=== DATA FOR THE TASK ===
=== Section Start ===
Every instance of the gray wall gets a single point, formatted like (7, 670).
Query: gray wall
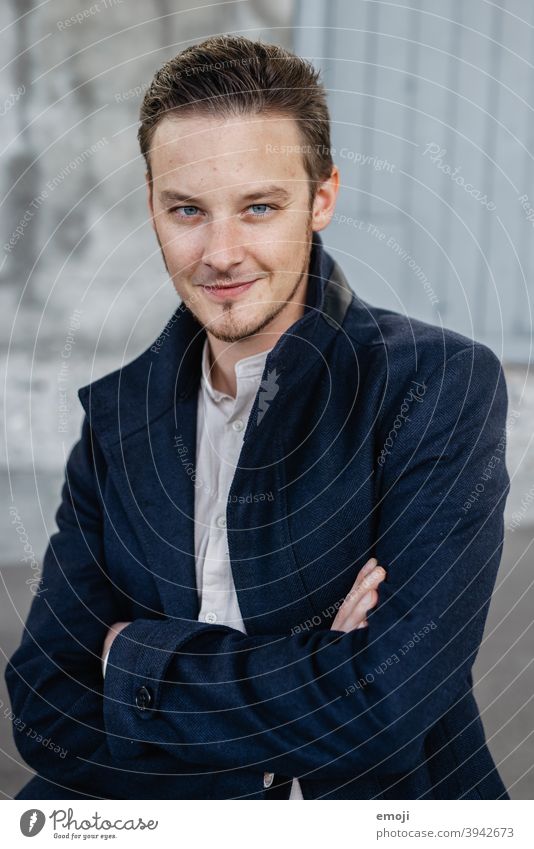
=== Section End ===
=== Section Start ===
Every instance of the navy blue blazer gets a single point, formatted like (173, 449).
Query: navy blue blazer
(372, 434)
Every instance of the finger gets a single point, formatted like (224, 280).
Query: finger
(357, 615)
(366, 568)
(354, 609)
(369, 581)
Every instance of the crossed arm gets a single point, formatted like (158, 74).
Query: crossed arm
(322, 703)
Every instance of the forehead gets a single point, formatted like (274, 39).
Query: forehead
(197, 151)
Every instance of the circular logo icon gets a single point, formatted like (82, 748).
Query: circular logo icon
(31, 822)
=== Section End ===
=== WHAT IS BEING ASKED ===
Only the lines above from the one with "Every instance of the gray" through the one with "Query: gray wall" should be duplicated, character for character.

=== ANSWER TO THE EXERCISE ===
Every instance of the gray wall gets a single point, formatted like (7, 670).
Query: gray wall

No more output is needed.